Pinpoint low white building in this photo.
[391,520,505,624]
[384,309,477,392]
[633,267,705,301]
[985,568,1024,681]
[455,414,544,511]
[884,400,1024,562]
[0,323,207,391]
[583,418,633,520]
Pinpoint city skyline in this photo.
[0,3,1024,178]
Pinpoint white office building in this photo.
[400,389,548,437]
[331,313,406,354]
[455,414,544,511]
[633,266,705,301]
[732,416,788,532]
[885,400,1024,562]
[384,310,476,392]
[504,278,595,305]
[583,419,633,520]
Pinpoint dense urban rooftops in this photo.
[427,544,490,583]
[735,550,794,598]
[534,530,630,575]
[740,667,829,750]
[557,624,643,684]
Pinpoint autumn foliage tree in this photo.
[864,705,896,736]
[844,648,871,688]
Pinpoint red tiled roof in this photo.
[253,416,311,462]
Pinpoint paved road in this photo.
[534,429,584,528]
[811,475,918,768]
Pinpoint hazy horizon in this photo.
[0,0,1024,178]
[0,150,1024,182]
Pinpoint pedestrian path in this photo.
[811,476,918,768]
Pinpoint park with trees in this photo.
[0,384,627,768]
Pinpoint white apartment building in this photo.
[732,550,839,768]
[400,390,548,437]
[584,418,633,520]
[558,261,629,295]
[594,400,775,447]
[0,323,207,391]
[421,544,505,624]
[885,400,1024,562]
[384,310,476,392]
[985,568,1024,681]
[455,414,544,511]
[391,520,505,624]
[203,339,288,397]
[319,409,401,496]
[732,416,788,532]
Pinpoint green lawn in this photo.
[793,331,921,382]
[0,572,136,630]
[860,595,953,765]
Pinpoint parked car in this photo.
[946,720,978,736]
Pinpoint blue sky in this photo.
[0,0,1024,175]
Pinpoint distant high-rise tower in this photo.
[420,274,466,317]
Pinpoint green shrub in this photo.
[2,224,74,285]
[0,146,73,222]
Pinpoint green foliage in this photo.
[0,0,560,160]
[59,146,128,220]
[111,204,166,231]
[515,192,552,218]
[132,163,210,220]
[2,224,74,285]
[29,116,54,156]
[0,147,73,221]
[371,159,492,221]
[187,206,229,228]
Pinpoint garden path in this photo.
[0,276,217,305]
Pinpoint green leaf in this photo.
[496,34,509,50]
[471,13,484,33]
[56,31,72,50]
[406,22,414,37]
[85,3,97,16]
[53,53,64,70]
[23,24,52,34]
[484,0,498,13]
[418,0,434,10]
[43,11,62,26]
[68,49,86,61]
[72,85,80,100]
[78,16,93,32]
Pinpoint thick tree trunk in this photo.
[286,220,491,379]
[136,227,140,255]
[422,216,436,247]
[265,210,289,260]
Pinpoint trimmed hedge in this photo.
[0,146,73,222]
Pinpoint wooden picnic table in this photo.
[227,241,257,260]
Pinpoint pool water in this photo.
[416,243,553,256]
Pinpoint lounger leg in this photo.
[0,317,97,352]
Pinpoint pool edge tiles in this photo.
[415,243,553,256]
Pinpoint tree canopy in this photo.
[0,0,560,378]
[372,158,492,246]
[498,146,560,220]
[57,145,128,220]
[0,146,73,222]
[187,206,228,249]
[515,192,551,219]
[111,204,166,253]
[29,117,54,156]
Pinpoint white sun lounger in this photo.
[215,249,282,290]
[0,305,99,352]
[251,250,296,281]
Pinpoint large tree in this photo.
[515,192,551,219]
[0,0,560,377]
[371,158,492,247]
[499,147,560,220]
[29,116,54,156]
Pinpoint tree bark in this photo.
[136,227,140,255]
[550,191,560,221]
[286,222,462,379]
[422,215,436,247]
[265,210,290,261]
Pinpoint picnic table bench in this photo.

--*--

● **The exercise**: Print all of the material above again, line for line, without changing a single character.

● **In response**:
Pinpoint low white building in this photo.
[391,520,505,624]
[384,309,477,392]
[633,267,705,301]
[985,568,1024,681]
[455,414,544,511]
[884,400,1024,562]
[0,323,207,391]
[583,418,633,520]
Pinpoint city skyline in this photo.
[0,3,1024,178]
Pinpoint white office building in this photo.
[400,389,548,437]
[331,313,406,354]
[455,414,544,511]
[633,266,705,301]
[732,416,788,532]
[885,400,1024,562]
[384,310,476,392]
[504,278,595,305]
[583,419,633,520]
Pinpoint dense urban rooftops in this photo.
[427,544,490,583]
[735,550,794,598]
[534,530,630,575]
[740,667,829,750]
[557,624,643,684]
Pinpoint autumn foliage tree in this photo.
[864,705,896,736]
[844,648,871,688]
Pinpoint red tiled roof in this photo.
[253,416,311,462]
Pinpoint paved road in this photo.
[534,429,584,528]
[811,475,918,768]
Pinpoint hazy horizon in this photo.
[0,0,1024,178]
[0,150,1024,182]
Pinpoint pedestrian path in this photo.
[811,476,918,768]
Pinpoint park with trees in this photo.
[0,384,627,768]
Pinpoint white apartment building in this photo.
[732,550,839,768]
[400,390,548,437]
[584,418,633,520]
[558,261,629,295]
[594,400,775,447]
[0,323,207,391]
[421,544,505,624]
[885,400,1024,562]
[384,310,476,392]
[985,568,1024,681]
[455,414,544,511]
[391,520,505,624]
[203,339,288,397]
[319,409,401,496]
[732,416,788,532]
Pinpoint green lawn in this photo.
[793,331,921,382]
[0,572,136,630]
[860,595,953,765]
Pinpoint parked car in this photo.
[946,720,978,736]
Pinpoint blue sky in this photo.
[0,0,1024,175]
Pinpoint distant high-rise tower in this photo.
[420,274,466,317]
Pinpoint green shrub in this photo.
[2,224,74,285]
[0,146,73,222]
Pinpoint green foliage in this photo.
[0,0,560,160]
[59,146,128,220]
[111,204,166,231]
[515,192,552,218]
[132,163,210,220]
[2,224,74,285]
[29,116,54,156]
[0,147,73,221]
[371,159,492,221]
[187,206,229,228]
Pinpoint garden path in this photo.
[0,276,217,305]
Pinpoint green leaf in this photo.
[496,34,509,50]
[471,13,484,33]
[56,31,72,50]
[406,22,414,37]
[85,3,97,16]
[53,53,64,70]
[23,24,52,34]
[484,0,498,13]
[418,0,434,10]
[43,11,62,26]
[68,49,86,61]
[72,85,80,100]
[78,16,93,32]
Pinpoint thick tree trunk in this photo.
[286,220,491,379]
[136,227,140,255]
[422,216,436,247]
[265,210,289,260]
Pinpoint trimmed hedge in this photo.
[0,146,73,222]
Pinpoint wooden picnic table in this photo.
[227,241,257,260]
Pinpoint pool water in this photo.
[416,243,553,256]
Pinpoint lounger leg in this photo.
[0,317,97,352]
Pinpoint pool edge tiles in this photo.
[415,243,553,256]
Pinpoint tree canopy in this photo.
[0,0,560,378]
[372,158,492,246]
[498,146,560,220]
[57,145,128,220]
[0,146,73,222]
[187,206,228,249]
[515,192,551,219]
[111,204,166,253]
[29,117,54,156]
Pinpoint white sun lounger in this photo.
[215,249,282,290]
[0,305,99,352]
[251,250,296,281]
Pinpoint large tree in this photo.
[515,192,551,219]
[0,0,560,377]
[371,158,492,247]
[499,147,560,220]
[29,116,54,156]
Pinpoint tree bark in this photo.
[136,227,140,255]
[550,191,560,221]
[286,222,462,379]
[422,215,436,247]
[265,210,290,261]
Pinpoint picnic table bench in this photo.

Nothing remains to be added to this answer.